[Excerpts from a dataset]
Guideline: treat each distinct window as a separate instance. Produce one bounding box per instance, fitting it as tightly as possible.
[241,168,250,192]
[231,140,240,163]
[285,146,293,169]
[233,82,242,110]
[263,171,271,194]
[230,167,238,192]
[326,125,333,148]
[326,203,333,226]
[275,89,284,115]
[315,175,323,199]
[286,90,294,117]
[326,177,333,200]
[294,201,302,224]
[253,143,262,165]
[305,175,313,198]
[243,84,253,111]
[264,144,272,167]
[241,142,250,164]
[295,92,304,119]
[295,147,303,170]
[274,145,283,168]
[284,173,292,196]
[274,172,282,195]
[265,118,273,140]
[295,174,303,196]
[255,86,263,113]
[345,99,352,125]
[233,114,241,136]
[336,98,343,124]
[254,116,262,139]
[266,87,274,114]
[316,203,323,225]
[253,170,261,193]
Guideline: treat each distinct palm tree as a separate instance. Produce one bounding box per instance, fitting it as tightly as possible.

---

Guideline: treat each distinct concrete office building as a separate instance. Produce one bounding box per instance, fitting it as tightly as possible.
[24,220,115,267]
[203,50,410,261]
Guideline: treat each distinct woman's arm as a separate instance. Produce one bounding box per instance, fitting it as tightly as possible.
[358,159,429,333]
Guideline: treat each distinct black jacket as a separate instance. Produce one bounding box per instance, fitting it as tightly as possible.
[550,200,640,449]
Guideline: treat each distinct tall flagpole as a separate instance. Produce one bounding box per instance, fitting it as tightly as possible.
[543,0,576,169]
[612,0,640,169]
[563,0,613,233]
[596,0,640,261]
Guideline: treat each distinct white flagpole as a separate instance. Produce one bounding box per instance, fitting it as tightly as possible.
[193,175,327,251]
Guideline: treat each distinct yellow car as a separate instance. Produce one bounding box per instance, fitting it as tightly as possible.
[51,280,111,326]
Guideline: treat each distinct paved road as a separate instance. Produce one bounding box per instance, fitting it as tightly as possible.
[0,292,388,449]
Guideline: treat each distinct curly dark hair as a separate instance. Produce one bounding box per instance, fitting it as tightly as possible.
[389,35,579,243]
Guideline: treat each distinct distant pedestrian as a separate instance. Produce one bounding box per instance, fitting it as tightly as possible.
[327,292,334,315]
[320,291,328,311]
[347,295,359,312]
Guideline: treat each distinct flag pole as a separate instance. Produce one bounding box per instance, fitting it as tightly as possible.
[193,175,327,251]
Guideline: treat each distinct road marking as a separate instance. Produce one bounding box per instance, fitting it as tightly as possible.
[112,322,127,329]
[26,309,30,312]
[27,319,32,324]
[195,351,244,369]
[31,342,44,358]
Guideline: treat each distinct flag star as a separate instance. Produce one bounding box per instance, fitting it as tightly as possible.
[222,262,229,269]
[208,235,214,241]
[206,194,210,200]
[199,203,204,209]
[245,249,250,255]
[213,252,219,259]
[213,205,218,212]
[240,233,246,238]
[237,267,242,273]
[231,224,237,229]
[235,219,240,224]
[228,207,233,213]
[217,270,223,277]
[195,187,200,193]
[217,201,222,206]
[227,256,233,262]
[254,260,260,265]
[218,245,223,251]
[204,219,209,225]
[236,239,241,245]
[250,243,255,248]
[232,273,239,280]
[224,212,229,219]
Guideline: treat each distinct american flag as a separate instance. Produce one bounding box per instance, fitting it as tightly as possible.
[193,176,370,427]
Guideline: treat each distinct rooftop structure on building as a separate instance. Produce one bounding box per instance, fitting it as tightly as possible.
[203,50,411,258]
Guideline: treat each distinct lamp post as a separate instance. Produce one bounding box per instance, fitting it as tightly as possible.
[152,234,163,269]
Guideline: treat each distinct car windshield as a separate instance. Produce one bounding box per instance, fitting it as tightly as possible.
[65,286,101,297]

▶ Required action
All lines in the data above from the one with "Guideline: treat each distinct window" through the one with "Guideline: treat each distinct palm" must be repeated exactly, and no others.

▶ Task answer
Guideline: treat each distinct window as a separate instance. Produce one bounding box per instance, fitting it as tightly as possible.
[241,168,250,192]
[231,140,240,163]
[285,146,293,169]
[233,82,242,110]
[263,171,271,194]
[230,167,238,192]
[326,125,333,148]
[326,203,333,226]
[275,89,284,115]
[315,175,323,199]
[286,90,294,117]
[326,177,333,200]
[294,201,302,224]
[253,143,262,165]
[305,175,313,198]
[243,84,253,111]
[264,144,272,167]
[241,142,250,164]
[295,92,304,119]
[295,147,303,170]
[274,145,283,168]
[284,173,292,196]
[274,172,282,195]
[265,118,273,140]
[295,174,303,196]
[255,86,263,113]
[345,99,352,125]
[233,114,241,136]
[336,98,343,124]
[254,116,262,139]
[266,87,274,114]
[316,203,323,225]
[253,170,261,193]
Guideline: treat each distinct palm tree as a separate instance. Produce one bounding box per instance, fitting it as tightly as possible.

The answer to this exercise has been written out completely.